[TEXT — start]

The accepted wisdom is that once self-driving technology is perfected for cars, there won’t be any more crashes.
That’s not necessarily the case, according to a new study from the Insurance Institute for Highway Safety (IIHS). The IIHS is an independent organisation in the US focused on research to reduce the damage caused by motor vehicle accidents; it’s a leading provider of crash-test ratings for the American market.
While a national survey of police-reported crashes reveals that driver error is ultimately responsible for nine out of 10 crashes, IIHS research suggests that autonomous technology would only have prevented about a third of them.
Self-driving vehicles benefit from more accurate perception than humans and won’t freeze up in extreme situations – but to eliminate the risk of crashes entirely they would have to be programmed to always prioritise safety over speed and convenience.
“It’s likely that fully self-driving cars will eventually identify hazards better than people, but we found that this alone would not prevent the bulk of crashes,” says Jessica Cicchino, IIHS vice president for research and a co-author of the study.
“Building self-driving cars that drive as well as people is a big challenge in itself,” says IIHS research scientist Alexandra Mueller, lead author of the study. “But they’d actually need to be better than that to deliver on the promises we’ve all heard.”
To estimate how many crashes might continue to occur if self-driving cars are designed to make the same decisions about risk that humans do, IIHS researchers examined more than 5000 police-reported crashes from the National Motor Vehicle Crash Causation Survey.
This sample is representative of crashes across the US in which at least one vehicle was towed away, and emergency medical services were called to the scene.
The IIHS reviewed the case files and separated the driver-related factors that contributed to the crashes into five categories: “sensing and perceiving” errors like driver distraction, “predicting” errors when drivers misjudge what others are doing, “planning and deciding” errors such as inappropriate speed or driving too aggressively, “execution and performance” errors and “incapacitation” involving impairment due to alcohol/drug use or medical problems.
The researchers also determined that some crashes were unavoidable, such as those caused by a vehicle failure like a blowout or broken axle.
For the study, the researchers imagined a future in which all the vehicles on the road are self-driving. They assumed these future vehicles would prevent those crashes that were caused exclusively by perception errors or involved an incapacitated driver.

[TEXT — finish]
[RECORDED INFORMATION — start]

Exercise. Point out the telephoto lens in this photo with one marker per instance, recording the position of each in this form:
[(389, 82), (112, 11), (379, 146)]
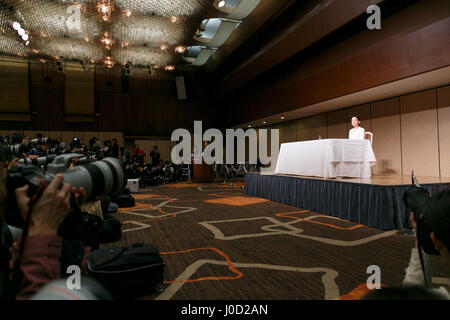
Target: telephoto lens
[(98, 178), (105, 177), (38, 161)]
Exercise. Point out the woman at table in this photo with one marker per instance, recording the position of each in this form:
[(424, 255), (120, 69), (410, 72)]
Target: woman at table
[(357, 132)]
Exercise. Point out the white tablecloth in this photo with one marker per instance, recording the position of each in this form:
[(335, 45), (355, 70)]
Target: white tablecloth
[(327, 158)]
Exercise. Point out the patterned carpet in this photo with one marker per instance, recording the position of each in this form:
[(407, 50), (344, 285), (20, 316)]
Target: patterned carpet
[(219, 243)]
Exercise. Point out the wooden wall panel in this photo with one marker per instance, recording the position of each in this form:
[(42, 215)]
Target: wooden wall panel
[(337, 124), (387, 137), (419, 133), (443, 101), (412, 41), (290, 131), (304, 129), (319, 127)]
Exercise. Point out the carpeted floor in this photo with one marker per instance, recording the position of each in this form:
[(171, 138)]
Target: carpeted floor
[(219, 243)]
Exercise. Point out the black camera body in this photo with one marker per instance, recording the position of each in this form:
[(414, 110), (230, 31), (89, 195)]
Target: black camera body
[(106, 177), (417, 199)]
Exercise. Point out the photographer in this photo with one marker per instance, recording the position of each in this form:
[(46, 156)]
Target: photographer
[(42, 251), (438, 217)]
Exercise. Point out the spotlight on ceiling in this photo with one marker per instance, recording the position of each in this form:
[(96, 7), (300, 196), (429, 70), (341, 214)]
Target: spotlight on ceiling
[(60, 64), (109, 63), (151, 70), (127, 70)]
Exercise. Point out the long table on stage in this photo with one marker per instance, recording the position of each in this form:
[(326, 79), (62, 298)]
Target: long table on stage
[(375, 202), (328, 158)]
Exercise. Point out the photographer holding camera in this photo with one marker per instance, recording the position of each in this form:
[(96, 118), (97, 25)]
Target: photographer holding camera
[(433, 234), (42, 247)]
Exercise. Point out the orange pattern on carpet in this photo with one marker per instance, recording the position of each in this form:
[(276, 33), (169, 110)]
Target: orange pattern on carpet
[(148, 195), (238, 201), (231, 266), (180, 185), (233, 186), (358, 293), (284, 215)]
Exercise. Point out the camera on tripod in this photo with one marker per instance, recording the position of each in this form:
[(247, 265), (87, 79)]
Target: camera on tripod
[(417, 199), (98, 178)]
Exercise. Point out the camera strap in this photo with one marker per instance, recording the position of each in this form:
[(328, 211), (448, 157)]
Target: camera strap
[(17, 275)]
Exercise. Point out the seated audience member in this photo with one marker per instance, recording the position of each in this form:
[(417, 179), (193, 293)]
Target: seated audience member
[(357, 132), (115, 149), (438, 217), (155, 155), (107, 150), (139, 154), (169, 172), (41, 259), (126, 157)]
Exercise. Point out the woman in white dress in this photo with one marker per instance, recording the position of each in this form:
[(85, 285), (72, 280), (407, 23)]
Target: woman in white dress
[(357, 132)]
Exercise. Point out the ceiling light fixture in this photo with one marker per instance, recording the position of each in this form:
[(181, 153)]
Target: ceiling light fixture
[(180, 49), (105, 9), (107, 41), (109, 62)]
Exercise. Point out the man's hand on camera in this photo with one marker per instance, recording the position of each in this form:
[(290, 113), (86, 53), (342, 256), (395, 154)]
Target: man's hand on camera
[(13, 163), (50, 210)]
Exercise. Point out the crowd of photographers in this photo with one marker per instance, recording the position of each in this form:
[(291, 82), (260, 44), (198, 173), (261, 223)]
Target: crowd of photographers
[(41, 236), (52, 236)]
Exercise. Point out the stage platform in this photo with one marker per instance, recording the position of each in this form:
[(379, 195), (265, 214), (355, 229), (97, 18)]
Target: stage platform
[(376, 202)]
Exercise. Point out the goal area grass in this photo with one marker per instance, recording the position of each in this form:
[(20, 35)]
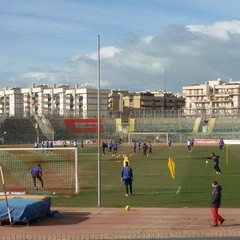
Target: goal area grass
[(153, 185)]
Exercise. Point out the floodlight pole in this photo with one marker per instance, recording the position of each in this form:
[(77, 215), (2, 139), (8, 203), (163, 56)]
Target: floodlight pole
[(99, 142)]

[RECORDED INFORMATION — finish]

APPLY WHAT YOU READ:
(1) Answer these questions about the article on self-driving cars and crashes, one line each:
(a) How many police-reported crashes did the IIHS researchers examine?
(b) Who is the lead author of the study?
(c) What does the article give as examples of vehicle failures that made some crashes unavoidable?
(2) Decide whether each statement agrees with the article on self-driving cars and crashes. Answer yes or no and quote the deciding words.
(a) A national survey of police-reported crashes finds driver error ultimately responsible for nine out of 10 crashes.
(b) IIHS research suggests autonomous technology would have prevented about half of those crashes.
(c) Jessica Cicchino is the lead author of the study.
(3) Proceed with the article on self-driving cars and crashes from the point where it stops.

RESPONSES IN ORDER:
(1)
(a) More than 5000, from the National Motor Vehicle Crash Causation Survey.
(b) Alexandra Mueller, an IIHS research scientist.
(c) A blowout or a broken axle.

(2)
(a) Yes: "driver error is ultimately responsible for nine out of 10 crashes"
(b) No: "autonomous technology would only have prevented about a third of them"
(c) No: "IIHS vice president for research and a co-author of the study"

(3)
That’s because cameras and sensors of fully autonomous vehicles could be expected to monitor the roadway and identify potential hazards better than a human driver and be incapable of distraction or incapacitation.
Crashes due to only sensing and perceiving errors accounted for 24 per cent of the total, and incapacitation accounted for 10 per cent. Those crashes might be avoided if all vehicles on the road were self-driving — though it would require sensors that worked perfectly and systems that never malfunctioned.
The remaining two-thirds might still occur unless autonomous vehicles are also specifically programmed to avoid other types of predicting, decision-making and performance errors.
In the crash of an Uber test vehicle that killed a pedestrian in Tempe, Arizona, in March 2018, the automated driving system initially struggled to correctly identify 49-year-old Elaine Herzberg on the side of the road. But once it did, it still was not able to predict that she would cross in front of the vehicle, and it failed to execute the correct evasive manoeuvre to avoid striking her.
Planning and deciding errors, such as speeding and illegal manoeuvres, were contributing factors in about 40 per cent of crashes in the study sample. The fact that deliberate decisions made by drivers can lead to crashes indicates that rider preferences might sometimes conflict with the safety priorities of autonomous vehicles.
For self-driving vehicles to live up to their promise of eliminating most crashes, they will have to be designed to focus on safety rather than rider preference when those two are at odds.
Self-driving vehicles will need not only to obey traffic laws but also to adapt to road conditions and implement driving strategies that account for uncertainty about what other road users will do, such as driving more slowly than a human driver would in areas with high pedestrian traffic or in low-visibility conditions.